__COSA FARE__.
1. Nel brano sull'Italia e l'Europa, quale caso viene indicato come esempio clamoroso del nomadismo delle imprese?
2. Continua il brano sull'Italia e l'Europa dopo la sua ultima frase.

__BRANO DA ESAMINARE__.

------

È sempre più impervia la strada per uscire dalla crisi. Facciamo fatica. L’Italia non riesce a realizzare il cambio di passo. L’Europa deve essere diversa. Le soluzioni «uscire dall’euro» o «creazione di due eurozone» sono velleitarie ed incongrue. La realizzazione dell’Europa deve andare avanti. Deve essere raggiunta una maggiore e migliore omogeneizzazione delle politiche sociali, energetiche, fiscali. Le differenze tra i sistemi fiscali, istituzionali, sociali, stanno portando al nomadismo delle imprese alla ricerca delle situazioni più vantaggiose negli Stati dell’Unione; un esempio clamoroso è il caso della Fiat.
Occorre far prevalere la cultura della solidarietà e della coesione. L’Italia deve superare ed archiviare i luoghi comuni che hanno prevalso negli ultimi anni: «Lo vuole l’Europa», «Bisogna battere i pugni sul tavolo», «Occorre più Europa». Vanno create le condizioni dello sviluppo e va definito un progetto affinché l’Unione sia migliorata, sia coesa, sia capace di superare una fase ormai troppo lunga di ristagno e di austerità.
L’Italia non ha vie d’uscita. Non possiamo proporre il ritorno alla lira. Il problema che abbiamo è semmai un altro. Corriamo il rischio, se non mettiamo ordine nei nostri conti pubblici, se non facciamo le riforme, non di uscire ma di essere cacciati dall’Europa. Ecco perché è importante che l’azione del Governo Renzi riesca a realizzare dei risultati. Va apprezzato lo spirito che caratterizza l’azione del Governo nei suoi primi cento giorni.
Il rinnovamento o meglio il ringiovanimento della classe dirigente è positivo; è giusto accelerare i tempi di realizzazione del cambiamento; è fondamentale non mollare la presa per scuotere il Paese, per fargli superare ogni forma di pigrizia, di rassegnazione, di impotenza. Il Paese, insomma, deve essere capace di realizzare convergenze su questioni concrete che diventino condivise. Ci vuole un abbassamento dei toni. È necessario il coinvolgimento di tutti. È decisivo associare i corpi intermedi nella trasformazione e nel rinnovamento. Non abbiamo bisogno di grandi parole per realizzare piccoli progetti. Non dobbiamo dimenticare che non tutto ciò che è nuovo è bello, così come non sempre è bello ciò che è nuovo. L’insofferenza verso il confronto, la delegittimazione del dissenso, la critica aspra alle forze sociali producono solo un effimero e provvisorio consenso. Sono figlie del no, assecondano la protesta, favoriscono il qualunquismo.

------

[Dati per espressioni referenziali]
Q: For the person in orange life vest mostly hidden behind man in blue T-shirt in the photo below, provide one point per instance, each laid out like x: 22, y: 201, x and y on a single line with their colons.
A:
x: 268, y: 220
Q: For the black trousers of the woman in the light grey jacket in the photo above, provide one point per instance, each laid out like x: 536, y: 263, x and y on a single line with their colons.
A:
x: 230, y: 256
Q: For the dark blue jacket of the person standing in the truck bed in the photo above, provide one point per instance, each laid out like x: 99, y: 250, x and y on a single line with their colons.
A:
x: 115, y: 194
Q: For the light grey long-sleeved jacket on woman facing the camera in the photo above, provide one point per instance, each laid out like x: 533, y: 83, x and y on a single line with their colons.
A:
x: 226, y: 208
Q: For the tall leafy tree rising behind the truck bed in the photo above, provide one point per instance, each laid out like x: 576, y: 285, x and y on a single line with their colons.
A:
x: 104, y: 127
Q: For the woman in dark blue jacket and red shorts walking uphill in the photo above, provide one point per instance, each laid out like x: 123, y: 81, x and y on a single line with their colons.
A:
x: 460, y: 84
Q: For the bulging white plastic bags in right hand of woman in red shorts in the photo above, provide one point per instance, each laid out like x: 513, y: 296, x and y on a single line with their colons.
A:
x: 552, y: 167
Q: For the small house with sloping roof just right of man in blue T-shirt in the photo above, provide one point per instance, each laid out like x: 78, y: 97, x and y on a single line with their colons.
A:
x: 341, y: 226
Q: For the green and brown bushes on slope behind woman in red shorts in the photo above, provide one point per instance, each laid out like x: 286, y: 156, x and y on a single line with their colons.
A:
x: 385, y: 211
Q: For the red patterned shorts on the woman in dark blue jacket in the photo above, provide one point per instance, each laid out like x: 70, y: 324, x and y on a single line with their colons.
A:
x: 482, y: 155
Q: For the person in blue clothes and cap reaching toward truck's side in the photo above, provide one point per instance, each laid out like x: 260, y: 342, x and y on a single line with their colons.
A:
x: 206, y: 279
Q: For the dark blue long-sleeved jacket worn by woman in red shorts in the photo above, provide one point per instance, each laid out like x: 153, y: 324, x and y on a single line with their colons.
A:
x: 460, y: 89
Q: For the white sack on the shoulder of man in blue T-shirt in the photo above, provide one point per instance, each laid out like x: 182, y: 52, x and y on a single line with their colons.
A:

------

__RISPOSTE__.
1. Il caso della Fiat.

2.
Bruno Buozzi, di cui ricorre il 70esimo anniversario del suo assassinio a La Storta, così si esprimeva in situazioni analoghe a quella odierna: «La cultura generale e l’educazione politica del nostro Paese sono così scarse che ci vuole molta audacia a pretendere onestà politica, carattere e coraggio. Le nostre masse seguono anche troppo chi grida più forte. È quindi spiegabile che ci siano uomini anche intelligenti, preoccupati di sembrare poco rivoluzionari e di sembrarlo meno di altri per non correre l’alea di qualche fischio plebeo; che ce ne siano altri disposti a far scempio della verità e delle stesse proprie idealità pur di dare addosso a quelli delle tendenze avversarie; e che ce ne siano altri ancora capaci, per mascherare la propria impotenza e quella delle organizzazioni che rappresentano, di gridare al tradimento verso chi ha fatto coraggiosamente il proprio dovere».
Ci sono delle contraddizioni non giustificabili nella politica del Governo. Non si capisce perché il consenso va ricercato e definito tra tutte le forze politiche per le riforme costituzionali e per la nuova legge elettorale, per poi archiviarlo quando si tratta di realizzare le riforme in campo sociale. Il conflitto muove il progresso. Non è un accidente. Il gioco a delegittimarsi reciprocamente è carico di rischi. Sulle questioni che riguardano il lavoro non si può sostituire il sindacato con l’opinione di un singolo lavoratore o di un intellettuale utilizzando internet come forma di consultazione.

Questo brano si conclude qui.